### [What you have to do]
Every record that follows should be printed verbatim.
---- Dataset records
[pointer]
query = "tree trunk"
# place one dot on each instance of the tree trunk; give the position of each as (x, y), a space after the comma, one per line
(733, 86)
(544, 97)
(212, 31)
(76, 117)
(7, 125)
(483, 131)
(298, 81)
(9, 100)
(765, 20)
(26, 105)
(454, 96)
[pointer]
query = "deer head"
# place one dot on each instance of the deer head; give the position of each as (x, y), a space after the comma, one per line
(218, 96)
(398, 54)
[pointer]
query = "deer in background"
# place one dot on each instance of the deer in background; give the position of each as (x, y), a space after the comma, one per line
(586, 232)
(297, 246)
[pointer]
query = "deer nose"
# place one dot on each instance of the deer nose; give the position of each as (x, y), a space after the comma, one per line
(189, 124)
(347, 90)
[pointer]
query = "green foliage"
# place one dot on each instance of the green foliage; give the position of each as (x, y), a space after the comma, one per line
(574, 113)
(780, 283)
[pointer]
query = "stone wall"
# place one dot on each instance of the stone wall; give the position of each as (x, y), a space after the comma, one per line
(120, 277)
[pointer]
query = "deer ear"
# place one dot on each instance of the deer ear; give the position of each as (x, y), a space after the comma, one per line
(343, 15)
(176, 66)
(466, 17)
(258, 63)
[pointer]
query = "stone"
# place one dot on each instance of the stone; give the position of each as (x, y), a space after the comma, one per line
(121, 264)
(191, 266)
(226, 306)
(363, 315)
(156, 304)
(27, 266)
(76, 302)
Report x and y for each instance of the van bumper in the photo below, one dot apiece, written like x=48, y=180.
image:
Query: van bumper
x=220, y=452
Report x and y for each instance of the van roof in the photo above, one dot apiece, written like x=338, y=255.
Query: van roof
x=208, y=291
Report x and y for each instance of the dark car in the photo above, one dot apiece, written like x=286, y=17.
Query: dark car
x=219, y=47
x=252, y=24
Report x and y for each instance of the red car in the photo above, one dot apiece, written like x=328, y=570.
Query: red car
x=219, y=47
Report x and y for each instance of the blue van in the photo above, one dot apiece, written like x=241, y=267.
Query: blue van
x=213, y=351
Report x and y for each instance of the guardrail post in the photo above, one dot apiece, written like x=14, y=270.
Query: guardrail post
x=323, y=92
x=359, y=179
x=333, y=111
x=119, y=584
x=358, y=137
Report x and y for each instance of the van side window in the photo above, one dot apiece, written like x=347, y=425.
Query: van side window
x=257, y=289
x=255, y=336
--------
### [Full response]
[pointer]
query = "tree trunk"
# place one dot on each instance of the tree trunk; give the position of each as (x, y), a space after the comma, one per line
(733, 86)
(544, 97)
(212, 31)
(76, 117)
(7, 125)
(483, 131)
(298, 81)
(9, 100)
(765, 20)
(26, 105)
(454, 96)
[pointer]
query = "deer head"
# place one dot on each instance of the deer head; give the position of each as (x, y), a space after the comma, one per line
(218, 96)
(398, 54)
[pointer]
query = "deer in background"
# place one dot on each instance of the deer in background; give the position of each as (x, y), a space after the comma, one per line
(586, 232)
(297, 246)
[pointer]
query = "deer nose"
# place one dot on each instance of the deer nose; give the position of each as (x, y), a space after the comma, one per line
(189, 124)
(347, 90)
[pointer]
query = "green foliage"
# place one dot on each instance of the green foliage; give the position of each as (x, y), a space after the comma, one per line
(574, 113)
(780, 283)
[pointer]
query = "stone wall"
# place one dot on each instance of the stone wall; give the position of each as (x, y), a space after the comma, one per line
(120, 277)
[pointer]
query = "deer ear"
# place one dot on each instance of the deer ear; give the position of each as (x, y), a space after the comma, one per line
(343, 15)
(176, 66)
(466, 17)
(258, 63)
[pointer]
query = "stone"
# place one dot on each instance of the stone; give the position of each as (x, y), a space after the comma, one per line
(121, 264)
(191, 266)
(226, 306)
(363, 315)
(156, 304)
(27, 266)
(76, 302)
Report x and y for each instance of the van bumper in the photo below, one dot apiece, written like x=48, y=180.
image:
Query: van bumper
x=220, y=452
Report x and y for each instance of the van roof in the photo above, one dot apiece, written like x=338, y=255.
Query: van roof
x=208, y=291
Report x and y for each instance of the dark car in the photo above, one dot apiece, written like x=286, y=17.
Query: dark car
x=219, y=47
x=252, y=24
Report x and y for each instance of the red car in the photo above, one dot apiece, written like x=328, y=570.
Query: red car
x=219, y=47
Report x and y for each instance of the blue van in the photo above, one dot apiece, written like x=241, y=267.
Query: blue van
x=213, y=351
Report x and y for each instance of the guardrail post in the photo above, one dot apiece, written like x=14, y=270.
Query: guardrail post
x=323, y=92
x=359, y=179
x=333, y=111
x=119, y=584
x=358, y=137
Report x and y for each instance of the van side window in the photo above, one dot apiece, written like x=347, y=425.
Query: van side window
x=257, y=289
x=255, y=336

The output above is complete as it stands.